» What you will do: Retype the tail of the data exactly, starting at the line containing "query: rocky cliff face" and stopping at the last line.

» Information:
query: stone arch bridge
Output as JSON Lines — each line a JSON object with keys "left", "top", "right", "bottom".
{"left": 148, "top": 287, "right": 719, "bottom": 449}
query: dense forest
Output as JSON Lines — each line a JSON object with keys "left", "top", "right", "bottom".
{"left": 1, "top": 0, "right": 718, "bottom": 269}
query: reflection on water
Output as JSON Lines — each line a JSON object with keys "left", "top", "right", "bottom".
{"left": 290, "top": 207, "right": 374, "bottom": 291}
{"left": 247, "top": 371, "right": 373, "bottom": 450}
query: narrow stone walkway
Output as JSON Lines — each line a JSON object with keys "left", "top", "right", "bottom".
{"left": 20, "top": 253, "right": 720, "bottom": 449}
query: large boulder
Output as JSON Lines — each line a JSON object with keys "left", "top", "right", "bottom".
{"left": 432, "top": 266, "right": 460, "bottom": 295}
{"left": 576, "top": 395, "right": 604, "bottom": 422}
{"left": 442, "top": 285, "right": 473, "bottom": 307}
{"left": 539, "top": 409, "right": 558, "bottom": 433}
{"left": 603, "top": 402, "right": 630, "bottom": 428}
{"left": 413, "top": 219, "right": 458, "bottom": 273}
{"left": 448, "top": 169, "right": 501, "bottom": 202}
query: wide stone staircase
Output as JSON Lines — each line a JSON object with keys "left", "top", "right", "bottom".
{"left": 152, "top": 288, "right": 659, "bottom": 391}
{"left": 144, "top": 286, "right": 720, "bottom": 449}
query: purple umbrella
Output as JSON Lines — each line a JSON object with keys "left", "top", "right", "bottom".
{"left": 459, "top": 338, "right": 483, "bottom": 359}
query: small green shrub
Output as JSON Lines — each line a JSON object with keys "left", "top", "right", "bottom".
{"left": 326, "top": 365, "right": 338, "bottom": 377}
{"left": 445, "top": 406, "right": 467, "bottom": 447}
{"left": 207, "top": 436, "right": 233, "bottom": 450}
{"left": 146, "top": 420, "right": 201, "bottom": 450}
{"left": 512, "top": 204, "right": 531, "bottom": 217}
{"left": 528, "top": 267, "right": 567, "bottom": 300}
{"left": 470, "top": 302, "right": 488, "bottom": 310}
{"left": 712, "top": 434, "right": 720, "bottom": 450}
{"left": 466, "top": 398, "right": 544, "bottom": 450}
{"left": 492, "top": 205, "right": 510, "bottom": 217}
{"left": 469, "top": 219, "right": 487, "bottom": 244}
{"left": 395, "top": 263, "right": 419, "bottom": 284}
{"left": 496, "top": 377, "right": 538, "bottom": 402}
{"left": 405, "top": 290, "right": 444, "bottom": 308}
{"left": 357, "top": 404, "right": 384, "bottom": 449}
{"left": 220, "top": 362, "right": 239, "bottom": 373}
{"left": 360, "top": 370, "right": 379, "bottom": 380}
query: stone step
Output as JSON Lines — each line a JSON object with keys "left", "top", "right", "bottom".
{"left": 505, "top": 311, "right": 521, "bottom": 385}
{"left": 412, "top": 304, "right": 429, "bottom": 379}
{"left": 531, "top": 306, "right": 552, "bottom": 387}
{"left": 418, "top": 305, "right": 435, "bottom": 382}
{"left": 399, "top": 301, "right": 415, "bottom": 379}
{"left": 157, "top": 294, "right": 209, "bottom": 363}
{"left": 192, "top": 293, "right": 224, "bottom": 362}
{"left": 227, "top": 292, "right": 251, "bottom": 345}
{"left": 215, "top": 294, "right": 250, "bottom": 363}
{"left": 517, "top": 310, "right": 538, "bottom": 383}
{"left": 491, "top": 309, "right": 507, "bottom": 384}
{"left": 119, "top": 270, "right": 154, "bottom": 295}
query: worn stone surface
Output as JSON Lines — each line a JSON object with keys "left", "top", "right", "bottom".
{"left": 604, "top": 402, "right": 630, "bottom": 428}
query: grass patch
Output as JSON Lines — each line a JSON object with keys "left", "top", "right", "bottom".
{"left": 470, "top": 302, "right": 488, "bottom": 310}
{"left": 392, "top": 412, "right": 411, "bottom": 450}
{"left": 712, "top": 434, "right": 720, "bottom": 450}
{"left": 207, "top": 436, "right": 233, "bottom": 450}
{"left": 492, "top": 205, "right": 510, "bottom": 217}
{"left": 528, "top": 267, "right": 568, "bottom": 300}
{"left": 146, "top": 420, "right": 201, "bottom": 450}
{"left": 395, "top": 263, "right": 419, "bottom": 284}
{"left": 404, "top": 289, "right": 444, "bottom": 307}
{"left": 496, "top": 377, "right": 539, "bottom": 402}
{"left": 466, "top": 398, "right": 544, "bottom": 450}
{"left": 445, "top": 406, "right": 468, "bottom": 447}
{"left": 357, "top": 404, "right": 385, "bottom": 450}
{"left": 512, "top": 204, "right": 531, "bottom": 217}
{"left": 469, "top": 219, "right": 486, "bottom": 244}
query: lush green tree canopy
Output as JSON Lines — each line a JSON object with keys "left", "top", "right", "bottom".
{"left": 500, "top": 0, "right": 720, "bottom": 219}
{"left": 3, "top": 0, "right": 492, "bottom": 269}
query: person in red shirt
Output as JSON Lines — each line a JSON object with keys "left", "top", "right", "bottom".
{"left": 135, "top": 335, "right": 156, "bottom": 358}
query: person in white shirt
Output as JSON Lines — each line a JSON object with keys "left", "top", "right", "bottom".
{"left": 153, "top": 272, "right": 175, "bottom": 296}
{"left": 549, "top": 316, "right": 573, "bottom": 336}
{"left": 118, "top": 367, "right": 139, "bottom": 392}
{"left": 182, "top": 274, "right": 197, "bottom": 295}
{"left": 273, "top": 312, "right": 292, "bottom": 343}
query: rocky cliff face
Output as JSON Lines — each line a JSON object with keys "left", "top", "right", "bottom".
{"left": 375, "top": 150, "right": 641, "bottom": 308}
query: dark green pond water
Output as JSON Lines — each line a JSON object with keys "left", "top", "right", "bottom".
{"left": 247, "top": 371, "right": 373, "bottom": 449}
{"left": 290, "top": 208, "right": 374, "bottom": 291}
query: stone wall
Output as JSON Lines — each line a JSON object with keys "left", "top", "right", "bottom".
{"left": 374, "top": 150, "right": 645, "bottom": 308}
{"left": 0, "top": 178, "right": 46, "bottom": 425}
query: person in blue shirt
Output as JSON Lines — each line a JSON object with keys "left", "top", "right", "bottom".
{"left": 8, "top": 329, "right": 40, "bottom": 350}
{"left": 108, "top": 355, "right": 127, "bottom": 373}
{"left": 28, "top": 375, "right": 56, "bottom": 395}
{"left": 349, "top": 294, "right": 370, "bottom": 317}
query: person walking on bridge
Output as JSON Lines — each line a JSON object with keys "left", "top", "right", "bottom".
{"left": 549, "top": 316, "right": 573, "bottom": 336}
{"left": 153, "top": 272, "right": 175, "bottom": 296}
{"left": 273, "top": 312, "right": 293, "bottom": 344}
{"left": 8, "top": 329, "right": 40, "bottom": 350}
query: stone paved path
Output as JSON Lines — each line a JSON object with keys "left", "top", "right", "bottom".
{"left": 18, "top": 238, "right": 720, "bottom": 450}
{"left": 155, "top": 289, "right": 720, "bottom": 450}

» Task response:
query: rocky cliff face
Output as JSON Lines — each line a JSON object with keys "left", "top", "right", "bottom".
{"left": 375, "top": 150, "right": 641, "bottom": 308}
query: dark green pond water
Output as JSON Lines — each line a JSON object with keys "left", "top", "right", "bottom".
{"left": 247, "top": 371, "right": 373, "bottom": 449}
{"left": 290, "top": 208, "right": 374, "bottom": 291}
query: stone wall
Output as JSON Lines — each line a JSON object with keys "left", "top", "right", "bottom".
{"left": 374, "top": 150, "right": 645, "bottom": 308}
{"left": 0, "top": 178, "right": 46, "bottom": 425}
query: person in blue shirt
Output as JSON Lines — each line a JSON object with keys "left", "top", "right", "bottom".
{"left": 8, "top": 329, "right": 40, "bottom": 350}
{"left": 108, "top": 355, "right": 127, "bottom": 373}
{"left": 28, "top": 375, "right": 56, "bottom": 395}
{"left": 349, "top": 294, "right": 370, "bottom": 317}
query: person walking on bridge
Output as JSON Lines — each line a JSON object with keys "left", "top", "right", "bottom".
{"left": 549, "top": 316, "right": 573, "bottom": 336}
{"left": 153, "top": 272, "right": 175, "bottom": 296}
{"left": 273, "top": 312, "right": 293, "bottom": 344}
{"left": 8, "top": 329, "right": 40, "bottom": 350}
query: stone paved path
Output as JSON Lines — each line a JSON object with keys "left", "top", "right", "bottom".
{"left": 18, "top": 238, "right": 720, "bottom": 450}
{"left": 155, "top": 289, "right": 720, "bottom": 450}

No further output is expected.